* **SOURCE TEXT**
============
Although most of us probably don’t even realize it, petroleum-based organic solvents will touch our everyday lives in many ways. For instance, they’re used as industrial cleaning agents, as reagents for chemical reactions and in the manufacturing of a multitude of products – such as many inks used for printing magazines to food labels and packaging, paints and paint thinners, adhesives, furniture polish, lubricants and many other household items. But often these fossil-derived organic solvents aren’t good for our health or the environment. We urgently need more sustainable, safer alternatives.
Produced in large quantities across the world, dimethylformamide (DMF) and N-Methyl-2-pyrrolidone (NMP) are solvents with a multitude of uses across different industries. For example, DMF is used is in the production of plastics, facilitating key chemical reactions in drug discovery – and NMP is widely used in drug formulation, electronics and materials manufacturing. The world production capacity of DMF is 225,000 tons worldwide per year – and around 125,000 tons/year of NMP.[1,2]
But these organic solvents are under worldwide regulatory pressure due to major concerns over their toxic effects on the reproductive system. The European Chemicals Agency (ECHA) classifies them on the Registration, Evaluation, Authorization and Restriction of Chemicals (REACH) list of substances of very high concern, with additional restrictions for NMP soon to come into force.
That’s why we’re using green chemistry to find safer, less environmentally damaging replacements to dipolar aprotic organic solvents like DMF and NMP that still deliver on performance.
============
* **Saved data entries**
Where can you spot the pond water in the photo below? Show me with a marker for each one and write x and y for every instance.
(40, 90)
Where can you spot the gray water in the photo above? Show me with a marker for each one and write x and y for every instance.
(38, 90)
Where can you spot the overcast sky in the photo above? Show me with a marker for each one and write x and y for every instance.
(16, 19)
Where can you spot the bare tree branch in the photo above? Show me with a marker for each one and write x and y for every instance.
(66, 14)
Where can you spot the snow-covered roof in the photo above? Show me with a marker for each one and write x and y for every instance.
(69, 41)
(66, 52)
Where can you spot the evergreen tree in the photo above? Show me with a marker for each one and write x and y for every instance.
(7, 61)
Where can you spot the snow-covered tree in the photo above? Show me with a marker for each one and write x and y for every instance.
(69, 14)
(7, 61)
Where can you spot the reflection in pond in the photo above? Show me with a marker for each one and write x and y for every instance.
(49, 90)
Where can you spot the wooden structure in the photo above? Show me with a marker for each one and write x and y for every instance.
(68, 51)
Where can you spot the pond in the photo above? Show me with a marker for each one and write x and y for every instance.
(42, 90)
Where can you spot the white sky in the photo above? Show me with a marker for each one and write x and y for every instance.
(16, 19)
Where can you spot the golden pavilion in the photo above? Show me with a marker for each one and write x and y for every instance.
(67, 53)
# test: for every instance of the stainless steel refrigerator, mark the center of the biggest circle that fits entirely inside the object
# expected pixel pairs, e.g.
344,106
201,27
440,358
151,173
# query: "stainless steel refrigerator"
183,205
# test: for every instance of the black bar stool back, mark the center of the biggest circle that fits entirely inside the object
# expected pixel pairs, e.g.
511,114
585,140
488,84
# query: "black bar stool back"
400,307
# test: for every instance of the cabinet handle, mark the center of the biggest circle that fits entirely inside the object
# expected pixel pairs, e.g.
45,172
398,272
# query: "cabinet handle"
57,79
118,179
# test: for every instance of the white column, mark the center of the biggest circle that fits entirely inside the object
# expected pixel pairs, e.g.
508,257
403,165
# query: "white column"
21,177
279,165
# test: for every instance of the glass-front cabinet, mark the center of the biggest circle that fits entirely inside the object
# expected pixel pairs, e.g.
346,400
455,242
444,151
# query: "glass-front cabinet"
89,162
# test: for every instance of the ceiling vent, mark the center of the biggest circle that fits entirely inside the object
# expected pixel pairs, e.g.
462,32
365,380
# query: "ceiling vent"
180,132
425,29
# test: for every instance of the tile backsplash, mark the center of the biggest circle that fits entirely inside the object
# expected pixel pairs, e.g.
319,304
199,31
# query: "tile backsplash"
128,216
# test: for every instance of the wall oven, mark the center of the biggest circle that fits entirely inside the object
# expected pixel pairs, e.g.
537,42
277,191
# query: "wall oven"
============
* **YOUR OBJECTIVE**
List the products that the text on organic solvents names as being manufactured with petroleum-based organic solvents.

* **EXERCISE OUTPUT**
Inks, paints, paint thinners, adhesives, furniture polish, lubricants